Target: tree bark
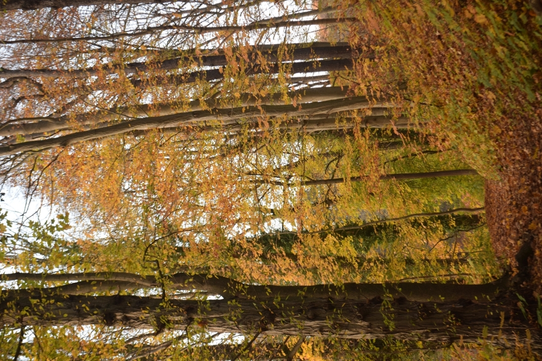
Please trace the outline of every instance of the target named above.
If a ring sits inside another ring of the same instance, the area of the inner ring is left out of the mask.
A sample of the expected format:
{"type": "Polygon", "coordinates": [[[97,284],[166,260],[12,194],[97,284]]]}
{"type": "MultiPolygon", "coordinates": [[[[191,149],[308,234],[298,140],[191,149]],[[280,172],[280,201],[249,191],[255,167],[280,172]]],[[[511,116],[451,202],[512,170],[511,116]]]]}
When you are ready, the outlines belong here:
{"type": "MultiPolygon", "coordinates": [[[[293,50],[292,58],[288,61],[308,60],[317,58],[338,58],[341,59],[341,61],[305,61],[292,63],[292,73],[304,73],[306,69],[314,69],[312,71],[330,71],[343,70],[351,69],[352,62],[346,61],[346,59],[352,57],[352,50],[347,45],[338,47],[326,47],[317,48],[301,48],[294,49],[293,50]]],[[[276,61],[278,59],[277,51],[272,51],[269,54],[264,54],[263,57],[269,62],[276,61]]],[[[196,63],[199,67],[222,67],[218,69],[210,69],[201,71],[195,71],[182,76],[181,78],[185,83],[192,83],[198,79],[208,81],[221,79],[224,77],[224,71],[229,63],[229,59],[225,55],[208,55],[201,57],[183,57],[164,60],[153,63],[152,65],[145,63],[128,63],[122,64],[120,67],[112,68],[108,67],[94,67],[86,69],[9,69],[4,68],[0,69],[0,77],[10,78],[14,77],[59,77],[68,76],[70,77],[86,77],[95,76],[104,74],[113,74],[124,73],[125,74],[133,74],[144,73],[151,70],[174,70],[179,67],[186,66],[190,64],[193,66],[193,63],[196,63]]],[[[262,73],[275,74],[279,71],[281,67],[283,67],[288,63],[271,63],[262,67],[256,62],[251,62],[247,64],[245,73],[247,75],[251,75],[262,73]]],[[[136,87],[140,87],[144,81],[134,81],[133,83],[136,87]]]]}
{"type": "MultiPolygon", "coordinates": [[[[148,117],[136,119],[95,129],[79,132],[55,138],[23,142],[0,147],[0,156],[17,154],[25,152],[39,152],[59,146],[67,146],[80,142],[99,139],[139,130],[191,125],[205,125],[204,122],[218,120],[223,126],[235,124],[242,119],[272,119],[274,117],[304,119],[317,114],[346,111],[354,109],[370,108],[372,106],[365,97],[352,97],[340,100],[330,100],[308,103],[301,106],[292,105],[260,106],[240,107],[233,109],[213,109],[198,110],[162,116],[148,117]]],[[[383,103],[381,106],[393,107],[393,104],[383,103]]],[[[257,123],[257,121],[256,121],[257,123]]]]}
{"type": "MultiPolygon", "coordinates": [[[[425,285],[431,290],[435,285],[425,285]]],[[[448,285],[450,286],[450,285],[448,285]]],[[[542,349],[540,331],[517,316],[507,302],[468,300],[422,303],[403,298],[367,301],[293,296],[205,301],[131,296],[19,298],[3,294],[0,324],[29,326],[104,325],[134,329],[184,330],[197,323],[210,332],[261,332],[268,335],[331,336],[451,344],[478,342],[509,347],[517,342],[542,349]],[[24,311],[24,312],[23,312],[24,311]],[[526,335],[526,330],[530,334],[526,335]]]]}
{"type": "MultiPolygon", "coordinates": [[[[399,283],[395,284],[345,283],[308,286],[275,286],[244,284],[222,276],[209,274],[176,273],[164,279],[153,276],[142,277],[122,272],[98,272],[66,274],[13,273],[2,275],[6,280],[28,279],[44,281],[80,280],[56,287],[21,290],[18,297],[34,297],[41,294],[80,294],[84,293],[103,292],[113,289],[128,290],[156,288],[162,286],[175,290],[198,290],[224,298],[259,299],[266,297],[287,298],[304,295],[313,298],[350,299],[366,301],[375,297],[386,295],[395,298],[405,298],[410,301],[425,302],[442,299],[489,300],[494,298],[507,284],[507,279],[482,285],[454,285],[399,283]],[[99,283],[97,281],[103,281],[99,283]],[[119,283],[115,284],[114,283],[119,283]],[[118,286],[119,285],[119,286],[118,286]]],[[[11,292],[11,291],[10,291],[11,292]]],[[[15,292],[15,291],[13,291],[15,292]]]]}
{"type": "MultiPolygon", "coordinates": [[[[1,148],[0,148],[1,149],[1,148]]],[[[396,173],[391,174],[383,174],[378,178],[379,180],[388,180],[390,179],[406,180],[421,179],[423,178],[434,178],[435,177],[448,177],[458,175],[478,175],[478,172],[474,169],[455,169],[453,170],[438,170],[437,172],[427,172],[416,173],[396,173]]],[[[272,181],[263,179],[258,179],[254,181],[257,184],[272,184],[275,186],[324,186],[330,184],[339,184],[345,182],[362,182],[367,180],[369,176],[350,177],[350,178],[332,178],[331,179],[317,179],[310,181],[303,181],[299,182],[285,183],[281,181],[272,181]]]]}
{"type": "MultiPolygon", "coordinates": [[[[247,25],[225,25],[217,27],[196,27],[188,25],[164,25],[157,27],[149,27],[143,30],[133,31],[117,32],[103,36],[75,36],[69,37],[48,38],[44,39],[19,39],[17,40],[6,40],[4,44],[39,44],[46,43],[61,43],[73,41],[111,41],[125,37],[140,37],[145,35],[156,34],[159,32],[167,30],[180,30],[190,32],[193,35],[201,35],[212,32],[227,32],[234,33],[236,31],[250,31],[258,29],[279,29],[291,27],[308,27],[318,25],[332,25],[354,22],[355,18],[322,18],[313,20],[293,20],[279,21],[270,23],[268,21],[256,22],[247,25]]],[[[189,36],[190,34],[187,34],[189,36]]]]}
{"type": "MultiPolygon", "coordinates": [[[[347,96],[349,89],[344,87],[325,87],[309,88],[287,93],[288,99],[296,99],[298,104],[305,104],[312,102],[321,102],[328,100],[338,100],[347,96]]],[[[265,97],[256,97],[253,94],[243,93],[237,101],[241,102],[241,107],[256,105],[281,105],[286,104],[283,100],[283,94],[274,93],[265,97]]],[[[221,99],[206,99],[203,102],[195,100],[189,104],[189,111],[201,110],[202,107],[212,109],[223,104],[221,99]]],[[[82,114],[74,117],[61,116],[57,117],[36,117],[32,119],[14,119],[10,120],[12,124],[8,124],[0,128],[0,136],[10,136],[18,135],[41,135],[40,133],[54,132],[69,129],[73,126],[74,121],[79,126],[88,126],[102,123],[107,126],[108,122],[118,121],[123,118],[146,117],[149,114],[157,116],[170,115],[176,114],[175,103],[141,104],[133,107],[122,107],[111,108],[107,110],[100,110],[94,113],[82,114]]],[[[379,108],[378,103],[374,105],[373,113],[376,115],[376,108],[379,108]]],[[[387,108],[383,108],[387,110],[387,108]]],[[[382,113],[383,111],[380,111],[382,113]]],[[[89,129],[91,128],[89,128],[89,129]]],[[[174,128],[177,129],[177,128],[174,128]]]]}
○ ○ ○
■ **THE EXERCISE**
Please repeat the rows above word for word, beginning at the line that has "Please trace the" and stopping after the line that has "When you are".

■ **COMPLETE RESPONSE**
Please trace the outline of every instance of the target named above.
If a ring sits inside another ring of the same instance, the area of the inner ring is left out of the mask.
A sample of the expected format:
{"type": "Polygon", "coordinates": [[[97,284],[166,260],[12,194],[97,284]]]}
{"type": "MultiPolygon", "coordinates": [[[[191,149],[308,234],[298,140],[191,149]],[[280,172],[280,201],[249,191],[255,167],[280,172]]],[[[511,116],[451,202],[512,170],[511,116]]]]}
When you are ready, the outlines belong here:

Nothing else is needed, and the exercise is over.